--- INSTRUCTIONS FOR THE TASK ---
Below are some entries. Repeat exactly the lines from the one with "Can you see the twig" through the one with "77, row 658.", and only those.

--- EXERCISE INPUTS ---
-------------------------

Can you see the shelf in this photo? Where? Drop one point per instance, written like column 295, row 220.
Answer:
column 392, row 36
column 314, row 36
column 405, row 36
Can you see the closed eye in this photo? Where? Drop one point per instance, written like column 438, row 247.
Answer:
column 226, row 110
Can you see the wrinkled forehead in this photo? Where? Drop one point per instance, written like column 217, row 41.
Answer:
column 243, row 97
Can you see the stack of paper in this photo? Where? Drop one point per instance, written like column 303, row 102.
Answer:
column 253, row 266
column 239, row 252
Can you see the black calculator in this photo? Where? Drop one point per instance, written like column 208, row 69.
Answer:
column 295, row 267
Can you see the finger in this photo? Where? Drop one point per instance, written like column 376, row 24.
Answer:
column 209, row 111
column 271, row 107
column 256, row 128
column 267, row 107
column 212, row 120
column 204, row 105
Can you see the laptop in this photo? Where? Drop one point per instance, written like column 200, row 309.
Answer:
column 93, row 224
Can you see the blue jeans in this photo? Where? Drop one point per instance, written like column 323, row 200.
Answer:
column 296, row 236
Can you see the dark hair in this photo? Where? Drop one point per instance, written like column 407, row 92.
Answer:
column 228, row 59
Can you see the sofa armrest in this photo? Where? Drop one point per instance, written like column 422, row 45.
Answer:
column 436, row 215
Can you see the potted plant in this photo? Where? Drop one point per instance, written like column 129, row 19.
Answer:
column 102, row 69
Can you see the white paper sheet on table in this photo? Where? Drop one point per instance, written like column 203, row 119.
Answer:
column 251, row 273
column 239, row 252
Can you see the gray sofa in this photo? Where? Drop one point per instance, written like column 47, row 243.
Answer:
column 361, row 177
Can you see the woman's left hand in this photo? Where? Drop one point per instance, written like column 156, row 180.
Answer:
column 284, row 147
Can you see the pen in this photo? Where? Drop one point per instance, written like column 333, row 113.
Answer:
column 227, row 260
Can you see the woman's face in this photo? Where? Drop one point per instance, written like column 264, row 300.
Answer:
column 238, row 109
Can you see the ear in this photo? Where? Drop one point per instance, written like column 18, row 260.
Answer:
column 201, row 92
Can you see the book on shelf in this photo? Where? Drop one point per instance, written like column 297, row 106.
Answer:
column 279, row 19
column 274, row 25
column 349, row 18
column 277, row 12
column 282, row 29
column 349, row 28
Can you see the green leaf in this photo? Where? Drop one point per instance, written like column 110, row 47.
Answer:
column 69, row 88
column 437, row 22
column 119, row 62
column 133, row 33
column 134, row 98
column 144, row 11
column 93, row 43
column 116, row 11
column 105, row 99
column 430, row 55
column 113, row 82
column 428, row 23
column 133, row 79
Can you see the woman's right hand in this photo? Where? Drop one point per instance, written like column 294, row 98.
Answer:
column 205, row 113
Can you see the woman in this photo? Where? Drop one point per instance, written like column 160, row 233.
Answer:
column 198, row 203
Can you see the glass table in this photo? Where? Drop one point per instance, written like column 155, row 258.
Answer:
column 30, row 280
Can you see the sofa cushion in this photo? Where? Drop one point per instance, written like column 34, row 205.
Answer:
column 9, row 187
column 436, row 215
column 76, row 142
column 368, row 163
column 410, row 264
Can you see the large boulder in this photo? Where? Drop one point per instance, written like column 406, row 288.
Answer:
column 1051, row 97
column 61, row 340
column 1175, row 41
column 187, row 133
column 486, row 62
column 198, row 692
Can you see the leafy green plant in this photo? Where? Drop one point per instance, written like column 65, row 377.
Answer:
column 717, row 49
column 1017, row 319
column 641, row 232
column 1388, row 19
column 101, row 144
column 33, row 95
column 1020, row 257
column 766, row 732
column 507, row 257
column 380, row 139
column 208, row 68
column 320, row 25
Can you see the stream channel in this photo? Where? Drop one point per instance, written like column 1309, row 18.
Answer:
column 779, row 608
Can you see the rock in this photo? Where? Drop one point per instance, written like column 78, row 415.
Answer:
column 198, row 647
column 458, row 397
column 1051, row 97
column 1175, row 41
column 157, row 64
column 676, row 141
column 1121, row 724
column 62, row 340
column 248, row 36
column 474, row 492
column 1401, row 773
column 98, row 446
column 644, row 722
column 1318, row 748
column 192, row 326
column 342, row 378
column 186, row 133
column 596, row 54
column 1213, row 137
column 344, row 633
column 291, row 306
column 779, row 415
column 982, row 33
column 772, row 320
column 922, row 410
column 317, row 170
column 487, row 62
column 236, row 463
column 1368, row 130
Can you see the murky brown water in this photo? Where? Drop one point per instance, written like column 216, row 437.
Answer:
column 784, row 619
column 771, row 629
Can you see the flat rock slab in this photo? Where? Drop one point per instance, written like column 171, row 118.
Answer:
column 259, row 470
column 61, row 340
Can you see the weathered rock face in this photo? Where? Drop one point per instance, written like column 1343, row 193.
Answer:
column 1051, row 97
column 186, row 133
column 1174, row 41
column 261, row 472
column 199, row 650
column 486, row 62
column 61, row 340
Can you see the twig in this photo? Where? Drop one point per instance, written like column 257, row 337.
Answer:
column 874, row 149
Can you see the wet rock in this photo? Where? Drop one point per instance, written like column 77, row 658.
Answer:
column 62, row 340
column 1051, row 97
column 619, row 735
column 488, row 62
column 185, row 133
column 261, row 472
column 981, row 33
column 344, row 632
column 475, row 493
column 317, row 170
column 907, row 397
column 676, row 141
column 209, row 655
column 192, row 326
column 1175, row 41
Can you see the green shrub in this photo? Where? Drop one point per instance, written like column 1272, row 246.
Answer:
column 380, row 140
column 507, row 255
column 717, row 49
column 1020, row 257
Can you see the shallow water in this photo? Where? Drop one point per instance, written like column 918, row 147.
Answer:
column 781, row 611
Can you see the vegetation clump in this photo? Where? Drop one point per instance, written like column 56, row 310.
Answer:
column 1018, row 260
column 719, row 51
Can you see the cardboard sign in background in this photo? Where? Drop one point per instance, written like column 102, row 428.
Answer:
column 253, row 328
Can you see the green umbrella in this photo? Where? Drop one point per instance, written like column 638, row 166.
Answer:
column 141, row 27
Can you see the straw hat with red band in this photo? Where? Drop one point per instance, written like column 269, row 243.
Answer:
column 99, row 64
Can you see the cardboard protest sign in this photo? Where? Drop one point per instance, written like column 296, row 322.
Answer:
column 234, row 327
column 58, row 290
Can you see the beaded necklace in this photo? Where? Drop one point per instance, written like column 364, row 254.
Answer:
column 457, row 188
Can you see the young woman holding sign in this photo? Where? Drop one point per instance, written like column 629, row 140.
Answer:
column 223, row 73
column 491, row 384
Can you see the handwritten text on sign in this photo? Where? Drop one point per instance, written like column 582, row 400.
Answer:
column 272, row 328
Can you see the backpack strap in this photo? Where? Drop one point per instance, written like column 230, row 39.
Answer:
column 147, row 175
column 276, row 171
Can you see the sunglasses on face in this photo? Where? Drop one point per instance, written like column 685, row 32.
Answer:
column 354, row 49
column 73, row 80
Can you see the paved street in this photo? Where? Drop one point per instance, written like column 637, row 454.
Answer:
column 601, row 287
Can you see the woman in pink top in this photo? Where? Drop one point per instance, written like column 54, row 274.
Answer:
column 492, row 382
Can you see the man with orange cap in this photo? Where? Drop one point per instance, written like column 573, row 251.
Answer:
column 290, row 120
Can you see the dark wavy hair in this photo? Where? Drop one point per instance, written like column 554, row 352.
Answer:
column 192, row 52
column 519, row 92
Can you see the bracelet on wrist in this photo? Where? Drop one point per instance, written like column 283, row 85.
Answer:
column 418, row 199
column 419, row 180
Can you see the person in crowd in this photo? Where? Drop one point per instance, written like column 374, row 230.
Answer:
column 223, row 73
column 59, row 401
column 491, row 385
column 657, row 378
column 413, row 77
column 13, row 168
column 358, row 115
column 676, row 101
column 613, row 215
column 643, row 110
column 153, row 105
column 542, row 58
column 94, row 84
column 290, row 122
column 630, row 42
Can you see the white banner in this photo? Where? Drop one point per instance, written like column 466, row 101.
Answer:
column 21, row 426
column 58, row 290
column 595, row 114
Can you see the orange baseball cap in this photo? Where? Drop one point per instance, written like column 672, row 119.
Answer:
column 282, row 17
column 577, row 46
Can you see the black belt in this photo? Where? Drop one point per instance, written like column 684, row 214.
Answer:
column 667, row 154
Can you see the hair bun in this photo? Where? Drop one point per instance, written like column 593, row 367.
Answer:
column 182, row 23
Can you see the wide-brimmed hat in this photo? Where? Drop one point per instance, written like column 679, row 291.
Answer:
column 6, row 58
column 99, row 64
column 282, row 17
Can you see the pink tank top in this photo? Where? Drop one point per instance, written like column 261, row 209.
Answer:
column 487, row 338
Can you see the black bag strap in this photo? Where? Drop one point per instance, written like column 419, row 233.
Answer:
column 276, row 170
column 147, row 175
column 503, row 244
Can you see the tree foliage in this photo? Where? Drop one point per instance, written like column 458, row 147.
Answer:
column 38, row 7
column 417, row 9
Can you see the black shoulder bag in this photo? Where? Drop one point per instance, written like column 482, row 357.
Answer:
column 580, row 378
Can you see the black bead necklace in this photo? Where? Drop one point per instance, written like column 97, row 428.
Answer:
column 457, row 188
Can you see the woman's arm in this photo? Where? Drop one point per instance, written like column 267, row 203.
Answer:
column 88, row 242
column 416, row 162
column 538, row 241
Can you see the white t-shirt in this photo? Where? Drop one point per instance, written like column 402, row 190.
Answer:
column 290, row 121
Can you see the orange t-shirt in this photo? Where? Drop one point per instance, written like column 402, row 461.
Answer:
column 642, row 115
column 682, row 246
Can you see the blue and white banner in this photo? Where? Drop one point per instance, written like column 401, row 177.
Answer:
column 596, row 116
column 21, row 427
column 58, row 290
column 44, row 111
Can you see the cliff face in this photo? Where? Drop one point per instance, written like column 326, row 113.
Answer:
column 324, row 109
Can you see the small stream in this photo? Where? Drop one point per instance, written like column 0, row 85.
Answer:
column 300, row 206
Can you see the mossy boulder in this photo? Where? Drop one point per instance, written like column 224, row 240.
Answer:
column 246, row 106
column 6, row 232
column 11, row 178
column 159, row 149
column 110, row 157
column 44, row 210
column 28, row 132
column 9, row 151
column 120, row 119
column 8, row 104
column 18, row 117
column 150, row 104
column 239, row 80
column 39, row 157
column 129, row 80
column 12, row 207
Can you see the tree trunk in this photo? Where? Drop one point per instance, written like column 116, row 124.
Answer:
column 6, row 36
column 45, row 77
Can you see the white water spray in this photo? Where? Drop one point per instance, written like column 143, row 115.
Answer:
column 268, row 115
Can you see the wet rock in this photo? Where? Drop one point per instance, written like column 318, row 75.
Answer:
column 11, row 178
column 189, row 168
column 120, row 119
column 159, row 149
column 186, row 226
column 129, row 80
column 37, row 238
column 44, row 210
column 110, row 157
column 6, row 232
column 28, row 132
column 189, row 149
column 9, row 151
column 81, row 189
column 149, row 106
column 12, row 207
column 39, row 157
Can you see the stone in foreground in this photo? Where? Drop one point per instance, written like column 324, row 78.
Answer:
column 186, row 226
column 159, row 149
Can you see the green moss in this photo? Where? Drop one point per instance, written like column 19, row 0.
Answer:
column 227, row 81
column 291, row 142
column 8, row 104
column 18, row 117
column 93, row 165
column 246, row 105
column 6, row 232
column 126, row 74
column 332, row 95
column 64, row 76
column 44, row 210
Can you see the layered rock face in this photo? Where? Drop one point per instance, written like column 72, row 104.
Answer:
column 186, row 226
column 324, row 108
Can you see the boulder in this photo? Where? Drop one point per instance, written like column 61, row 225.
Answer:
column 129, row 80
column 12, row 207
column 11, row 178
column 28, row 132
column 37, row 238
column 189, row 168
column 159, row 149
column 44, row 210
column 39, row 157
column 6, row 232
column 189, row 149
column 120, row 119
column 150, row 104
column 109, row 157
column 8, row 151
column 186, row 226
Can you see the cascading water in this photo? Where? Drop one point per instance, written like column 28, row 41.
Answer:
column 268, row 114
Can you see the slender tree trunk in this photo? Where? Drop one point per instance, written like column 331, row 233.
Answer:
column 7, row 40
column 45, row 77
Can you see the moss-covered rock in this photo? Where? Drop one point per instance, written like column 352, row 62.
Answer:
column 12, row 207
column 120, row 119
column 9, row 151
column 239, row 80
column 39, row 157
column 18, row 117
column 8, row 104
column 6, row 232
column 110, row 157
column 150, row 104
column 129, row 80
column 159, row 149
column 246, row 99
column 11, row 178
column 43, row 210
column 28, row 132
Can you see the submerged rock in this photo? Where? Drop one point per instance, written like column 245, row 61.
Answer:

-------------------------

--- RESULT ---
Can you see the twig in this photo? Where? Drop one point per instance, written like column 257, row 337.
Answer:
column 874, row 149
Can you see the wet rock in this photo? Where? Drop one point per instance, written like column 77, row 658.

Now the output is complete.